Selected passage:
Praying at the church of rock and roll: How John Lennon made me a skeptic, Morrissey made me a believer and "Exile on Main Street" never let me down
If there's one "God" I can believe in, it's John Lennon's
September 27, 2015 1:00AM (UTC)
“We believe in nothing, Lebowski!” say the nihilists who harass The Dude in his tub. I always equated nihilism with punk rock — there’s that song “88 Lines By 44 Women,” by The Nails, where the lead singer runs down the list of the bad relationships he’s had -- Jackie the “rich punk rocker,” Sarah the “modern dancer,” Suzy the Ohioan Scientologist -- and then he points out that Terry “didn’t give a shit, was just a nihilist.” Whereas Suzy probably believed in quite a lot, some of it hard to wrap one’s head around, I always favored Terry. That single hit the radio in 1982, right around the time many Reagan-supported Christian fundamentalists were gaining power, profit and influence, especially via their cable Sunday morning network TV exposure. In the Middle East, fundamentalist Muslims had succeeded in ousting the Shah via a passionate revolution. Scientolology was also expanding. I think they annexed Tom Cruise during this era. There was even the Church of the Subgenius, led by pipe-smoking Bob Dobbs, which was appealingly satirical, though I wasn’t sure if it was a joke or not. Most of all, it made me shrink. I envied those who believed... in anything at all.
I was born in the late 1960s and raised “culturally Jewish," in that I loved baseball, jazz, Woody Allen and that mushroom and barley mixture they served us on holidays. I loved Anne Frank. I still have a certificate on my bulletin board which reminds me that I have a couple of trees planted in Israel, but I’ve never visited them and do not intend to now. I was Bar Mitzvahed on Coney Island (not in Luna Park or on the boardwalk in front of the corn and clams hut, but in an actual temple) but had no idea what I was saying during the manhood ritual. I read my Haf Torah phonetically and, let’s face it, went through the whole thing so that I could have a dance party (“Tainted Love” was the big hit, as was anything off "Dare" and Yaz’s “Situation” and I got the message Soft Cell and Phil Oakey were laying down easily). Nobody in my family pushed me toward any religion. I don't blame them. I actually felt lucky at the time. So many of my friends had no choice.
If anything, religion like a lot of rules and study to me, and like Joey Ramone, another secular Jew (I suspect), I didn't wanna be learned or tamed. I had a hard enough time mastering Trigonometry and all the muffled lyrics to the new R.E.M. EP, much less the ins and outs of the holy Torah. This a roundabout way of saying I, too, believed in nothing. And now, over 30 years later, I find that I am a middle aged man who still believes in zip. The difference is that as I find myself on the wrong side of 45, I have only just started to wonder why.

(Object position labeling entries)
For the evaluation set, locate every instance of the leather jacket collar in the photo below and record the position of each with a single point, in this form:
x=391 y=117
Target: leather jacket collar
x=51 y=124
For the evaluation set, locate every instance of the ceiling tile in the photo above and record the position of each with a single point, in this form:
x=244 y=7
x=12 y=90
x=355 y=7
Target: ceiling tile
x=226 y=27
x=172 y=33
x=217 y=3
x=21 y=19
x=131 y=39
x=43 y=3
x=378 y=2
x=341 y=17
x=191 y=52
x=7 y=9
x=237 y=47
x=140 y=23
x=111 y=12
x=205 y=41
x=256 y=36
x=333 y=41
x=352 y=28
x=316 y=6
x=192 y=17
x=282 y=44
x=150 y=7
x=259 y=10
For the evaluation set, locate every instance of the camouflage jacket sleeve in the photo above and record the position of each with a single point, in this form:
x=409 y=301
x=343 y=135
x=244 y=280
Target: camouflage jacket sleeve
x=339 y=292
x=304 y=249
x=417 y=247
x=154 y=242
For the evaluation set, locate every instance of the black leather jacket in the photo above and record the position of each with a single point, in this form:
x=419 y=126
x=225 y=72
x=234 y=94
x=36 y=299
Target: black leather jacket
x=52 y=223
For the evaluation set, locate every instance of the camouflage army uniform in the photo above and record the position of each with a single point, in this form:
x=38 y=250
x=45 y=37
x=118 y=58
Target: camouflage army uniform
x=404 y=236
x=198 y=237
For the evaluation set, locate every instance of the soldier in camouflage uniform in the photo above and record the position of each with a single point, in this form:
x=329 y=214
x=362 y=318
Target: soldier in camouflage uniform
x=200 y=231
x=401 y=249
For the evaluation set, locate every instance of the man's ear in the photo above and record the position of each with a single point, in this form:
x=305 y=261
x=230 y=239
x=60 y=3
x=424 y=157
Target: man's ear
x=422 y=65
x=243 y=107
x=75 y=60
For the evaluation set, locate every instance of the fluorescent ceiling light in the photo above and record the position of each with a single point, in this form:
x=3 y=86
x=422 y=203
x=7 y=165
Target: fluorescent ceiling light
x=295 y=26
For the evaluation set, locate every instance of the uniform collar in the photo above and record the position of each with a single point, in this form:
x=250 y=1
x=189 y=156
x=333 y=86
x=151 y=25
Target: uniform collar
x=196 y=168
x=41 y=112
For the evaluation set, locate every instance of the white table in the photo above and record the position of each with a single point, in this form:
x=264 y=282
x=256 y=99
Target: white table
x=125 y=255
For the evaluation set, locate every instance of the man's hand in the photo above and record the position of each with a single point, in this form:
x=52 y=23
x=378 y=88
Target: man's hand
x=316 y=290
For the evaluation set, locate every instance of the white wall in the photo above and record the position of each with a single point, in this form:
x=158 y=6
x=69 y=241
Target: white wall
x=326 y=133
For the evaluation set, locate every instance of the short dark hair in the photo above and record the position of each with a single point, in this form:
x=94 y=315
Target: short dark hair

Directions for this task: Duplicate everything in the rock and roll essay from "If anything, religion" down to "to wonder why.".

Answer:
If anything, religion like a lot of rules and study to me, and like Joey Ramone, another secular Jew (I suspect), I didn't wanna be learned or tamed. I had a hard enough time mastering Trigonometry and all the muffled lyrics to the new R.E.M. EP, much less the ins and outs of the holy Torah. This a roundabout way of saying I, too, believed in nothing. And now, over 30 years later, I find that I am a middle aged man who still believes in zip. The difference is that as I find myself on the wrong side of 45, I have only just started to wonder why.